• WRITTEN PROBLEM 1
List every line of the records that contains the string "yellow", and copy each of those lines in full. Case counts.

• EXCERPT PROVIDED
Tuesday, December 28, 2010

Out Growing One's Mandate

Out Growing One's Mandate: 'Places to Grow' Vs. 'Places to Eat' & The Ridiculous Proposed Urban Node For the Midland-Penetanguishene Community

December 7, 2010


The Ontario Growth Secretariat
Ministry of Infrastructure
777 Bay Street, 4th Floor, Suite 425
Toronto, ON M5G 2E5
Email: placestogrow@ontario.ca



Attention: Ontario Growth Secretariat and Ministry of Infrastructure,


Re: The Proposed Urban Node For Midland-Penetanguishene

First of all I would like to thank you for your most gracious offer of allowing the public to have this opportunity to voice concerns over the Proposed Amendment 1 for the Simcoe Sub-Area to the Growth Plan for the Greater Golden Horseshoe, 2006, under the authority of the Places to Grow Act, 2005. I trust that submissions and concerns made by various means to you will also become available for public perusal at some time in the near future.

I have a concern about the mandate that has been given the Ontario Growth Secretariat and the Ministry of Infrastructure. The Ministry of Infrastructure has incorrectly based our future economic welfare on a worn out - and under the circumstances -completely outrageous template of growth which unfortunately has already repeated itself ad infinitum destroying quiet little farming towns and villages in their wake. Brampton my home town was once such a place only to be replaced today by traffic congestion fueled by an ongoing construction of whats become a massive bedroom community with no places to work for local people. In order to work locals must mount a daily 2.5 to 3 hour journey to places that they can work.

The template of growth, touted traditionally as the model of generating economic prosperity for communities, in reality generates prosperity which only reaches the speculators and developers in most if not all of Ontario's municipalities. Along with the assistance of the un-elected Ontario Municipal Board's magic wand of approval- time and time again, this template of growth has systematically reduced the Province of Ontario's ability to feed itself. That is an emergency in itself as the most arable lands in the world; class 1, 2 and 3 are easily paved over without any regard for the future of the infrastructure needs of these communities and the needs the people they pile into them. Just ask the recent victims who've moved their families into the current urban sprawl of Barrie, Newmarket, Whitby and numerous others.

• WRITTEN PROBLEM 2
Continue the letter about the proposed Midland-Penetanguishene urban node from where it stops.

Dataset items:
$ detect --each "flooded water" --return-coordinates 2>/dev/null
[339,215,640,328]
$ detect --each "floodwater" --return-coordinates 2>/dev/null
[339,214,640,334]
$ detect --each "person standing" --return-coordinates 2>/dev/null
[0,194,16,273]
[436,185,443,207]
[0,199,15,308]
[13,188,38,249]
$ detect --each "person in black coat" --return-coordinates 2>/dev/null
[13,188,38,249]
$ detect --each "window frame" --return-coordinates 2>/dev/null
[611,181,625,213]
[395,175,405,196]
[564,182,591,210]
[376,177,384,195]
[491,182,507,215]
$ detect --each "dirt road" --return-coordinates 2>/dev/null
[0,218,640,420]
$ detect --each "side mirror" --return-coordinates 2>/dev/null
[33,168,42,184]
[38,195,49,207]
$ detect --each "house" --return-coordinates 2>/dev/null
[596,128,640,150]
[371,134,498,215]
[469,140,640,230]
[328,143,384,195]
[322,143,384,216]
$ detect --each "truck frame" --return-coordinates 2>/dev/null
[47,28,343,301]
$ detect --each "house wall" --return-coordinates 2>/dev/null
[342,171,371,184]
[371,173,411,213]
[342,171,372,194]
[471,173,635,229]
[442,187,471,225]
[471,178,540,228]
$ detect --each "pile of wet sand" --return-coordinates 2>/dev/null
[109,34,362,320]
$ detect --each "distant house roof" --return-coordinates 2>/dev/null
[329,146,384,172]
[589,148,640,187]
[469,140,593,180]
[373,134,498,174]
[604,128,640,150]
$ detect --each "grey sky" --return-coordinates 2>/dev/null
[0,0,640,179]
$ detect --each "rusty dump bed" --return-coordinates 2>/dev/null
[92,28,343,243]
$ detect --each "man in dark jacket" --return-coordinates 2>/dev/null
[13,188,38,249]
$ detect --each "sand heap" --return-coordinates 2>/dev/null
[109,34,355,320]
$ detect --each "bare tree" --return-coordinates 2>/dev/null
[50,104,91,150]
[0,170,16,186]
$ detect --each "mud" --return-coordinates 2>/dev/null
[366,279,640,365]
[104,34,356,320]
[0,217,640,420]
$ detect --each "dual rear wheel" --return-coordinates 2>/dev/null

==

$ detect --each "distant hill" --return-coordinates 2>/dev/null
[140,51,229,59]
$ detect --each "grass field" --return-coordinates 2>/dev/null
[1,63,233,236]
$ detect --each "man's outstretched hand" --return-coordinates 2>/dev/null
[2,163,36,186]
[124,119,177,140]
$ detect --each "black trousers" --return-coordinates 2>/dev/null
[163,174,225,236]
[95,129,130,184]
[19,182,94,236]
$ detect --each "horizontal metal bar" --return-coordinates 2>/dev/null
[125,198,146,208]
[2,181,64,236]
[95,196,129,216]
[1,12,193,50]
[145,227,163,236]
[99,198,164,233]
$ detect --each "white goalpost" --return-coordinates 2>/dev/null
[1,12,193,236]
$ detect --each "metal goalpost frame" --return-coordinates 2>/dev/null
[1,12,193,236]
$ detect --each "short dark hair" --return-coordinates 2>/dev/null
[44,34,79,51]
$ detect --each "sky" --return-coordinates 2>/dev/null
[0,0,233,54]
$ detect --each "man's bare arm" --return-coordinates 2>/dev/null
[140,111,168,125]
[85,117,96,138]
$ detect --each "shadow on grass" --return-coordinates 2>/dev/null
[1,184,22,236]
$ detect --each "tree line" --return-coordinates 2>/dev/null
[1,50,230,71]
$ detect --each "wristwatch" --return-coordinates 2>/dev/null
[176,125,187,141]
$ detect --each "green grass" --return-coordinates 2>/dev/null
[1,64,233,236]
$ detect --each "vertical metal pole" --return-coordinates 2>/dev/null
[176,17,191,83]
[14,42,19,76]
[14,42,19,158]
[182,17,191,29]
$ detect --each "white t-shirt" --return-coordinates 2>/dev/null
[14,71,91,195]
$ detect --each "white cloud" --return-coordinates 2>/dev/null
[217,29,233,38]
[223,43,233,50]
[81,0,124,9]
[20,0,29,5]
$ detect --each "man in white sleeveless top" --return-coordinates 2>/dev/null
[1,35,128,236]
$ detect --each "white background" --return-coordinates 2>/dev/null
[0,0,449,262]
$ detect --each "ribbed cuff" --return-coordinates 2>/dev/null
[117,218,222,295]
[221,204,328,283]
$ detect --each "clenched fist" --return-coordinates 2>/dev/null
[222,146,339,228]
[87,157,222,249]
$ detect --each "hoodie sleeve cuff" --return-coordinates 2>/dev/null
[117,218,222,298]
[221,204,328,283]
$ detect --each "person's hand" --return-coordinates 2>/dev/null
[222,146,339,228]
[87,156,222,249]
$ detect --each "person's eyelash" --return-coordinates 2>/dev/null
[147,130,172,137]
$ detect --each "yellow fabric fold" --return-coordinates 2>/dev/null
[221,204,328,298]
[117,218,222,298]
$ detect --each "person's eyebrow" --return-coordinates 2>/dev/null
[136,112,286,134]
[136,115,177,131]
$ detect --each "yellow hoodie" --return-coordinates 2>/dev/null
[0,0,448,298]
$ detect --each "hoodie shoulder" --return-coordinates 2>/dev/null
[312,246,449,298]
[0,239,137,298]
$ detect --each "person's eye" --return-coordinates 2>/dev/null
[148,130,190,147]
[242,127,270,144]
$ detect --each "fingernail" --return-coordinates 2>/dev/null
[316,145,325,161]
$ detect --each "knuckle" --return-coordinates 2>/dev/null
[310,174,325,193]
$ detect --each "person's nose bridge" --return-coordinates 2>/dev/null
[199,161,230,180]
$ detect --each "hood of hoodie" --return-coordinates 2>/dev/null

• FINAL RESULT 1
$ detect --each "yellow fabric fold" --return-coordinates 2>/dev/null
$ detect --each "yellow hoodie" --return-coordinates 2>/dev/null

• FINAL RESULT 2
In many other places around the globe the issue of a community being capable of feeding itself is now considered a community security issue.
Paving over food lands using the template we've always relied upon to generate economic activity should in reality be challenged as the most pressing threat of our time to the healthy future of most of our Ontario communities.

Much of our food today comes to our grocery store shelves by trucks travelling from over 1,300 kilometres away. Does that make sense to anyone but, the truck drivers and the proprietors of the infrastructure and logistics to make that kind of silly event happen all 52 weeks of the year?
Have you people at the Ontario Growth Secretariat and the Ministry of Infrastructure even considered food as a community security issue?

As the Ontario Growth Secretariat and the Ministry of Infrastructure you have an enormous task in front of you. On the one hand you have the egos of all of these tiny villages and and wannabe suburbs vs. the real prospect of running out of food. And then of course there is the validity of your actual mandate thereof.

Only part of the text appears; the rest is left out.